Take the data that follows and return it exactly.
*** Block opens ***
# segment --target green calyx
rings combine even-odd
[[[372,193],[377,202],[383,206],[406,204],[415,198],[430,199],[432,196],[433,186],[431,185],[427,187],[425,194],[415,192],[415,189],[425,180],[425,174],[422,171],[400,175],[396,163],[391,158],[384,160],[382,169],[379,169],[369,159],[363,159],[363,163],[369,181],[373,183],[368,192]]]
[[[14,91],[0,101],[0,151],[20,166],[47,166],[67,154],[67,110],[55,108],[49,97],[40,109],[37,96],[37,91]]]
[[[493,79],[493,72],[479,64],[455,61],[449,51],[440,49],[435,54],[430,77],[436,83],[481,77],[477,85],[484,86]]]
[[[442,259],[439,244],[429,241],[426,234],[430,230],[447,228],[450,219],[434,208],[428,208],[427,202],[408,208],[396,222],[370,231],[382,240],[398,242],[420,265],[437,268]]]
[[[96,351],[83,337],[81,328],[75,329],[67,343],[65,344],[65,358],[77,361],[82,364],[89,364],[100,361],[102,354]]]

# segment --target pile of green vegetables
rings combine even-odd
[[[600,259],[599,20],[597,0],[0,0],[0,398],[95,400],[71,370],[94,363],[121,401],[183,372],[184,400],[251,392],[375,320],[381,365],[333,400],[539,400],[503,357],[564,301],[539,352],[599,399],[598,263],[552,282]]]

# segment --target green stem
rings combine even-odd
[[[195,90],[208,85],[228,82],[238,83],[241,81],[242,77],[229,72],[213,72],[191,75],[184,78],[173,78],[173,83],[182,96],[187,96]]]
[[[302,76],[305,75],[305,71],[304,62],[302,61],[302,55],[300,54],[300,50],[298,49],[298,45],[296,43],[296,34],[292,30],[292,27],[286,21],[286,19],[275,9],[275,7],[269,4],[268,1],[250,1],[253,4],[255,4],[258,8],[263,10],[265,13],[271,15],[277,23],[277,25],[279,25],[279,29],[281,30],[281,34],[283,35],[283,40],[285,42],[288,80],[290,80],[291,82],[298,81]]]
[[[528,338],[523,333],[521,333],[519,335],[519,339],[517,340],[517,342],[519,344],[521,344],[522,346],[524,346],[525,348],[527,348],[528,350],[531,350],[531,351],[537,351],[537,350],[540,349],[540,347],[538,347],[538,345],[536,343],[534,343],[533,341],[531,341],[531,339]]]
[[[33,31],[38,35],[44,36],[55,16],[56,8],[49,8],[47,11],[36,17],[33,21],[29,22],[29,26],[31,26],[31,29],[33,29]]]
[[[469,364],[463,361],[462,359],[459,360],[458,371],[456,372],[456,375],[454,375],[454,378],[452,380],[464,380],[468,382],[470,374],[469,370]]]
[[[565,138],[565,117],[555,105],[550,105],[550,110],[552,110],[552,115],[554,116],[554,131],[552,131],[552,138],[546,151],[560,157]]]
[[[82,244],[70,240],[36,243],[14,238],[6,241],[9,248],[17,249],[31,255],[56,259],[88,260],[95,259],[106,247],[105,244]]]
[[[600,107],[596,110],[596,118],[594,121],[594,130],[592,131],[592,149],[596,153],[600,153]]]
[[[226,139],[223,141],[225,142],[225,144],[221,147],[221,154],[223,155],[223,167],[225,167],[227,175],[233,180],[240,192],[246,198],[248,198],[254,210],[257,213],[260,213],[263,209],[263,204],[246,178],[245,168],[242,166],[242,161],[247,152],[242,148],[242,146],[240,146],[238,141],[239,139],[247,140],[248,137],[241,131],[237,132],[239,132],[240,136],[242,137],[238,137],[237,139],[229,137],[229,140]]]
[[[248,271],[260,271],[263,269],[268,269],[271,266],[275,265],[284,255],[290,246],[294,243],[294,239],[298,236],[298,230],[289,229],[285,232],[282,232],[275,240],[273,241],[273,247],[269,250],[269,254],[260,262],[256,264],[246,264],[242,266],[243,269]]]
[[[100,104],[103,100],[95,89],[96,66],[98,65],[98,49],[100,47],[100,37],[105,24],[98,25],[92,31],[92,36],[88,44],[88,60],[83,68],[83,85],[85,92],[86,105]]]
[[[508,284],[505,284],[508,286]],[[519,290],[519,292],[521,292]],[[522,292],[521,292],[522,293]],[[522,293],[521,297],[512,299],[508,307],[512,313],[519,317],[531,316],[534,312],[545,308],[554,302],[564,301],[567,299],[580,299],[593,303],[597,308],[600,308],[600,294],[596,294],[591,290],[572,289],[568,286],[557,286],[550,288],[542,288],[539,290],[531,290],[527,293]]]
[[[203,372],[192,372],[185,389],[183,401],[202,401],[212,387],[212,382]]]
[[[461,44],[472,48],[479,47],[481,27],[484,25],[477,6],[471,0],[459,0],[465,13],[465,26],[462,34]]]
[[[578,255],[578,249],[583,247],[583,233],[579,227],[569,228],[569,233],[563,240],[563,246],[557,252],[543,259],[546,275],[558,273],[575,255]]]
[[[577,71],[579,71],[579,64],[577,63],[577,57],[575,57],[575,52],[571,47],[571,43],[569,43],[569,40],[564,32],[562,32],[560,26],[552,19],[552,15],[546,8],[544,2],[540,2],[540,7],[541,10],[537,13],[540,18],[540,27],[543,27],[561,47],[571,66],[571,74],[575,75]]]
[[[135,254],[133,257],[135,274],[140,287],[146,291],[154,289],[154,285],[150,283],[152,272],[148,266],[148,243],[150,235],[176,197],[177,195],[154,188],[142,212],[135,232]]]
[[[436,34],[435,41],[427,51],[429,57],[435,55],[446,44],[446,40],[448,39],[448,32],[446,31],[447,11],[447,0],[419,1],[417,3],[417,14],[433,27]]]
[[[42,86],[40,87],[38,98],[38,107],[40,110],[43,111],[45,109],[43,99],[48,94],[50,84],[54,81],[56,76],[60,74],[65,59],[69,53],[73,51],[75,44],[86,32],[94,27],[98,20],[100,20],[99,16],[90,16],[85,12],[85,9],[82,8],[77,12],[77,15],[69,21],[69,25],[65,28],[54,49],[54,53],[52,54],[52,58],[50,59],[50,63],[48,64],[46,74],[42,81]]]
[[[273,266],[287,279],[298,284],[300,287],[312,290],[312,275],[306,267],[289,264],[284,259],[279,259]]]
*** Block closes ***
_Your response_.
# segment --target green calyx
rings combine even-odd
[[[372,193],[377,202],[383,206],[406,204],[415,198],[430,199],[432,196],[433,186],[431,185],[427,187],[425,194],[415,192],[415,189],[425,180],[425,174],[422,171],[400,175],[396,163],[391,158],[384,160],[382,169],[379,169],[369,159],[363,159],[363,163],[369,181],[373,183],[368,192]]]
[[[14,91],[0,101],[0,151],[20,166],[47,166],[67,154],[67,110],[55,108],[49,97],[40,109],[37,96],[37,91]]]
[[[493,79],[493,72],[479,64],[455,61],[449,51],[440,49],[435,54],[430,77],[436,83],[481,77],[477,85],[484,86]]]
[[[442,259],[439,244],[429,241],[426,234],[430,230],[447,228],[450,219],[434,208],[428,208],[427,202],[408,208],[396,222],[370,231],[382,240],[398,242],[420,265],[437,268]]]
[[[96,351],[83,337],[81,328],[75,329],[67,343],[65,344],[65,358],[77,361],[82,364],[89,364],[100,361],[102,354]]]

# segment --target pile of green vegetables
rings combine even-odd
[[[600,259],[599,20],[597,0],[0,0],[0,398],[95,400],[71,370],[94,363],[121,401],[183,372],[184,400],[251,392],[375,320],[381,365],[333,400],[539,400],[503,357],[564,301],[539,352],[599,399],[598,263],[552,282]]]

# segment --target green stem
rings combine even-odd
[[[195,90],[208,85],[228,82],[238,83],[241,81],[242,77],[229,72],[213,72],[191,75],[184,78],[173,78],[173,83],[182,96],[187,96]]]
[[[302,76],[305,75],[305,71],[304,62],[302,61],[302,55],[300,54],[300,50],[298,49],[298,45],[296,43],[296,34],[292,30],[292,27],[286,21],[286,19],[275,9],[275,7],[269,4],[268,1],[250,1],[253,4],[255,4],[258,8],[263,10],[265,13],[271,15],[277,23],[277,25],[279,25],[279,29],[281,30],[281,34],[283,35],[283,40],[285,42],[288,80],[290,80],[291,82],[298,81]]]
[[[528,338],[523,333],[521,333],[519,335],[519,339],[517,340],[517,342],[519,344],[521,344],[522,346],[524,346],[525,348],[527,348],[528,350],[531,350],[531,351],[537,351],[537,350],[540,349],[540,347],[538,347],[538,345],[536,343],[534,343],[533,341],[531,341],[531,339]]]
[[[33,31],[38,35],[44,36],[55,16],[56,8],[49,8],[47,11],[36,17],[33,21],[29,22],[29,26],[31,26],[31,29],[33,29]]]
[[[469,364],[463,361],[462,359],[459,360],[458,371],[456,372],[456,375],[454,375],[454,378],[452,380],[464,380],[468,382],[470,374],[469,370]]]
[[[565,138],[565,117],[555,105],[550,105],[550,110],[552,110],[552,115],[554,116],[554,131],[552,131],[552,138],[546,151],[560,157]]]
[[[82,244],[70,240],[36,243],[14,238],[6,241],[9,248],[17,249],[31,255],[56,259],[88,260],[95,259],[106,247],[105,244]]]
[[[600,107],[596,110],[596,118],[594,121],[594,130],[592,131],[592,149],[596,153],[600,153]]]
[[[226,139],[223,141],[225,142],[225,144],[221,147],[221,154],[223,155],[223,167],[225,167],[227,175],[233,180],[240,192],[246,198],[248,198],[254,210],[257,213],[260,213],[263,209],[263,204],[246,178],[245,168],[242,166],[242,161],[247,152],[242,148],[242,146],[240,146],[238,141],[239,139],[247,140],[248,137],[241,131],[237,132],[239,132],[240,136],[242,137],[238,137],[237,139],[229,137],[229,140]]]
[[[248,271],[260,271],[263,269],[268,269],[271,266],[275,265],[284,255],[290,246],[294,243],[294,239],[298,236],[298,230],[289,229],[285,232],[282,232],[275,240],[273,241],[273,247],[269,250],[269,254],[260,262],[256,264],[246,264],[242,266],[243,269]]]
[[[100,104],[103,100],[95,89],[96,66],[98,65],[98,49],[100,47],[100,37],[105,24],[98,25],[92,31],[92,36],[88,44],[88,60],[83,68],[83,85],[85,92],[86,105]]]
[[[508,284],[505,284],[508,286]],[[519,290],[519,292],[521,292]],[[522,292],[521,292],[522,293]],[[522,293],[521,297],[512,299],[508,307],[512,313],[519,317],[531,316],[534,312],[545,308],[554,302],[564,301],[567,299],[580,299],[593,303],[597,308],[600,308],[600,294],[596,294],[591,290],[572,289],[568,286],[557,286],[550,288],[542,288],[539,290],[531,290],[527,293]]]
[[[203,372],[192,372],[185,389],[183,401],[202,401],[212,387],[212,382]]]
[[[461,44],[472,48],[479,47],[481,27],[484,25],[477,6],[471,0],[459,0],[465,13],[465,26],[462,34]]]
[[[578,255],[578,249],[583,247],[583,233],[579,227],[569,228],[569,233],[563,240],[563,246],[557,252],[543,259],[546,275],[558,273],[575,255]]]
[[[577,71],[579,71],[579,64],[577,63],[577,57],[575,57],[575,52],[571,47],[571,43],[569,43],[569,40],[564,32],[562,32],[560,26],[552,19],[552,15],[546,8],[544,2],[540,2],[540,7],[541,10],[537,13],[540,18],[540,27],[543,27],[561,47],[571,66],[571,74],[575,75]]]
[[[135,254],[133,257],[135,274],[140,287],[146,291],[154,289],[154,285],[150,283],[152,272],[148,266],[148,243],[150,235],[176,197],[177,195],[154,188],[142,212],[135,232]]]
[[[436,34],[435,41],[427,51],[429,57],[435,55],[446,44],[446,40],[448,39],[448,32],[446,31],[447,11],[447,0],[419,1],[417,3],[417,14],[433,27]]]
[[[42,86],[40,87],[38,98],[38,107],[40,110],[43,111],[45,109],[43,99],[48,94],[50,84],[54,81],[56,76],[60,74],[65,59],[69,53],[73,51],[75,44],[86,32],[94,27],[98,20],[100,20],[99,16],[90,16],[85,12],[85,9],[82,8],[77,12],[77,15],[69,21],[69,25],[65,28],[54,49],[54,53],[52,54],[52,58],[50,59],[50,63],[48,64],[46,74],[42,81]]]
[[[273,266],[287,279],[298,284],[300,287],[312,290],[312,275],[306,267],[289,264],[284,259],[279,259]]]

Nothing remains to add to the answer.